Top of Records for the task

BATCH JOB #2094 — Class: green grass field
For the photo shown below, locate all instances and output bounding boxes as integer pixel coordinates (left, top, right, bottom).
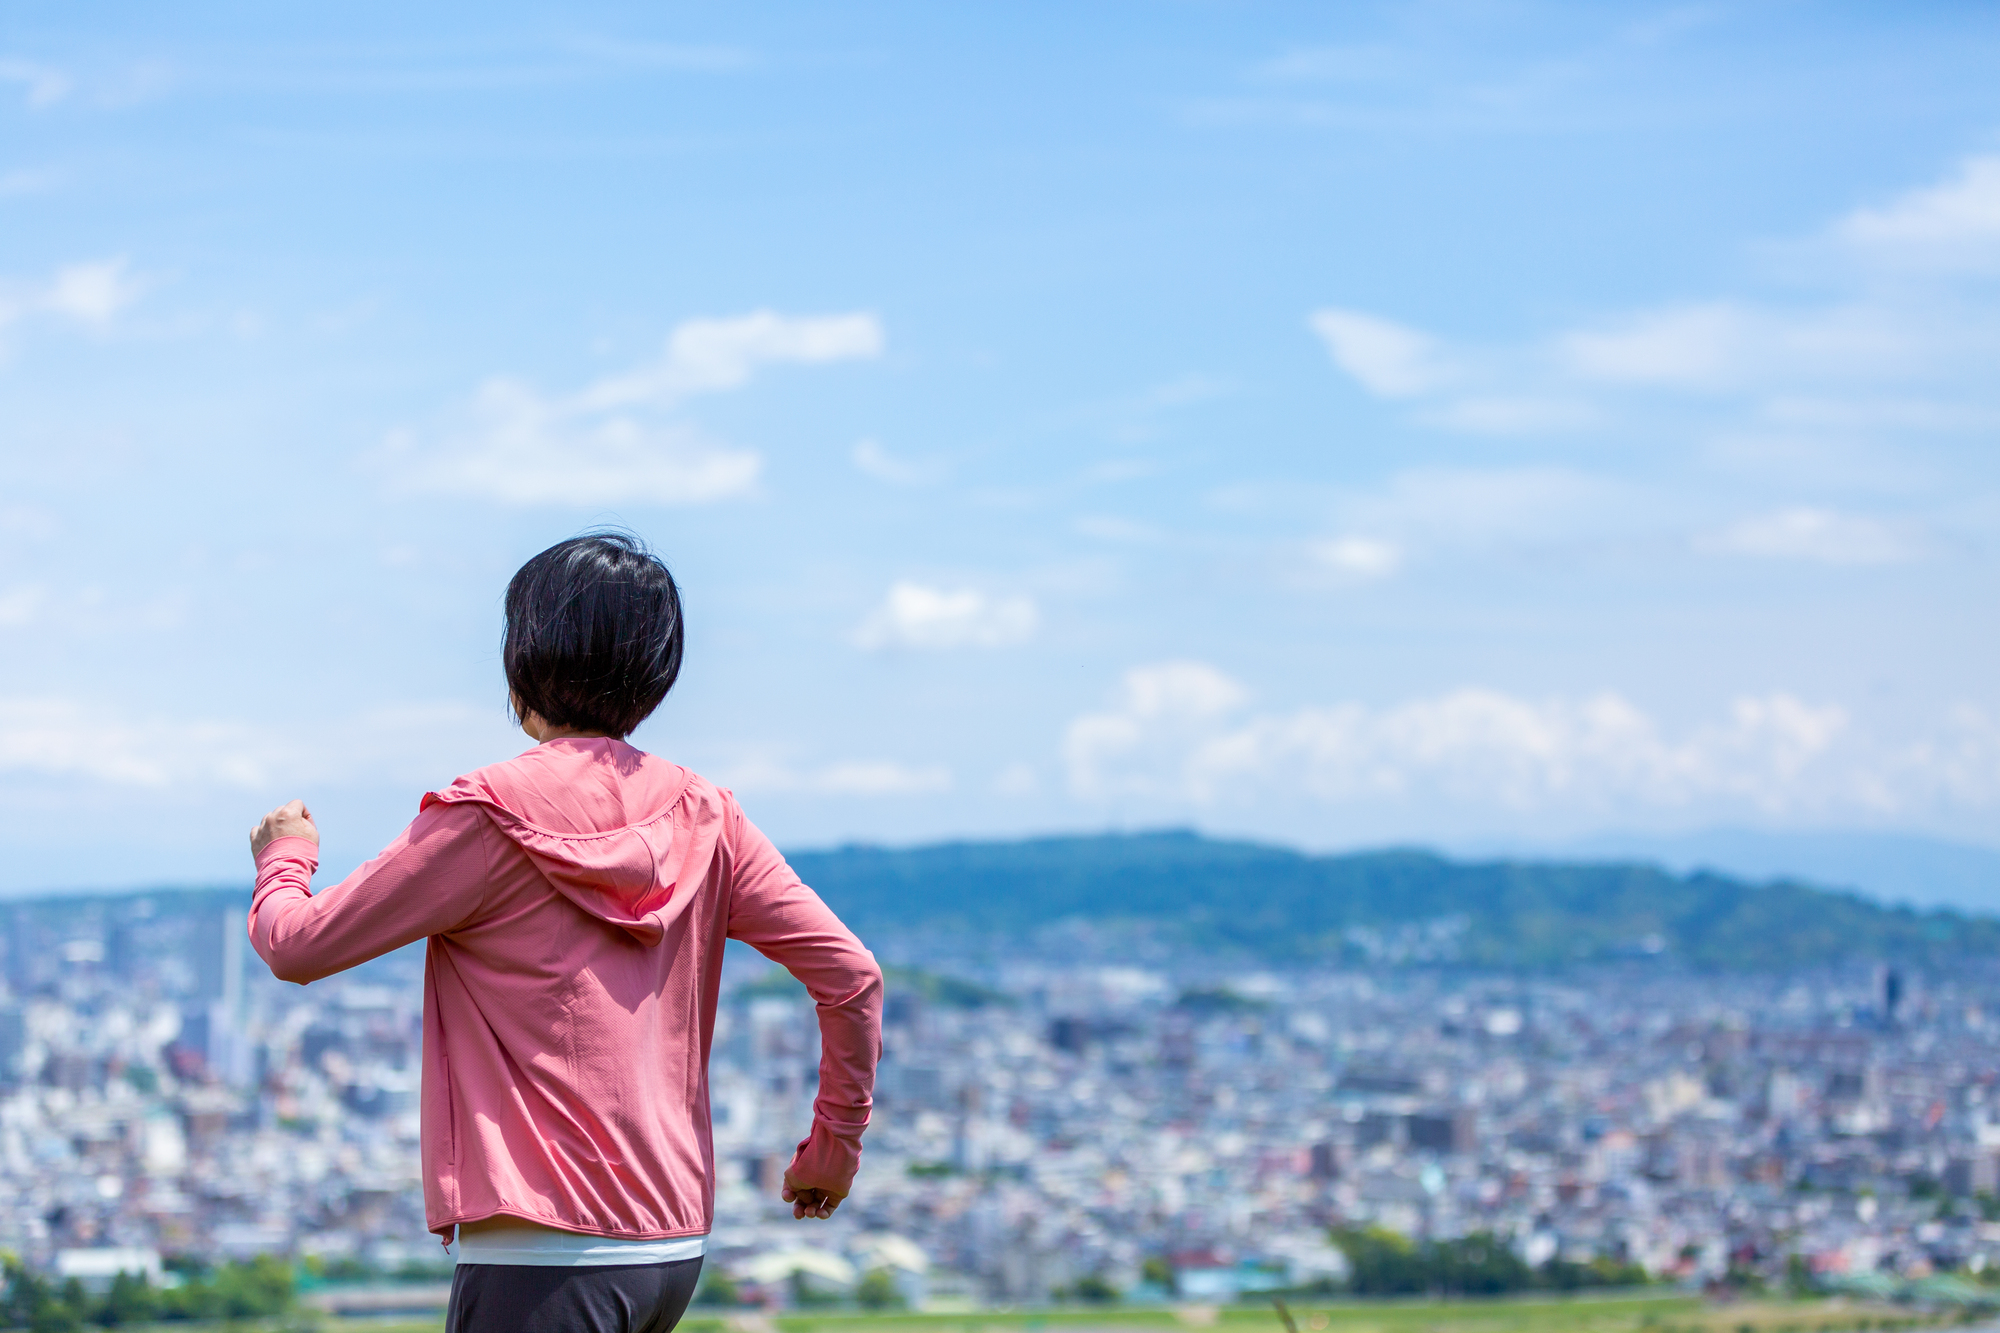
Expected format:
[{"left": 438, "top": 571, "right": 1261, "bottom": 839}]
[
  {"left": 663, "top": 1294, "right": 1977, "bottom": 1333},
  {"left": 96, "top": 1294, "right": 1978, "bottom": 1333}
]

Bottom of Records for the task

* What you have to do
In the copy, include no pictures; otherwise transcribe the entries exactly.

* Finished exercise
BATCH JOB #2094 — Class: green grass field
For the photo shown below, locate all instances and output bounding boxes as integer pixel coordinates (left, top, right, bottom).
Expected format:
[{"left": 438, "top": 571, "right": 1261, "bottom": 839}]
[
  {"left": 663, "top": 1294, "right": 1977, "bottom": 1333},
  {"left": 96, "top": 1294, "right": 1978, "bottom": 1333}
]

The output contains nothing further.